PROVIDED ENTRIES |
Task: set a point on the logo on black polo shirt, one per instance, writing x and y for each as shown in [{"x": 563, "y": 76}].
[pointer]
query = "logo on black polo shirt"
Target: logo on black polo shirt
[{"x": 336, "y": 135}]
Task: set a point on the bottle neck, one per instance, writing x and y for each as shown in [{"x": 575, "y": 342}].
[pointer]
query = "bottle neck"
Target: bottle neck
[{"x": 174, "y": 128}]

WORK TO BE COMPLETED |
Express the lines of the records above as a JSON list of strings, one string per line, with blank lines left out.

ANSWER TO THE PROBLEM |
[
  "Task: set a point on the logo on black polo shirt, one per instance, writing x and y for each as shown in [{\"x\": 563, \"y\": 76}].",
  "[pointer]",
  "query = \"logo on black polo shirt\"",
  "Target: logo on black polo shirt",
  "[{\"x\": 336, \"y\": 135}]",
  "Task: set a point on the bottle neck, one per instance, writing x and y for each as shown in [{\"x\": 575, \"y\": 342}].",
  "[pointer]",
  "query = \"bottle neck\"",
  "Target: bottle neck",
  "[{\"x\": 174, \"y\": 128}]"
]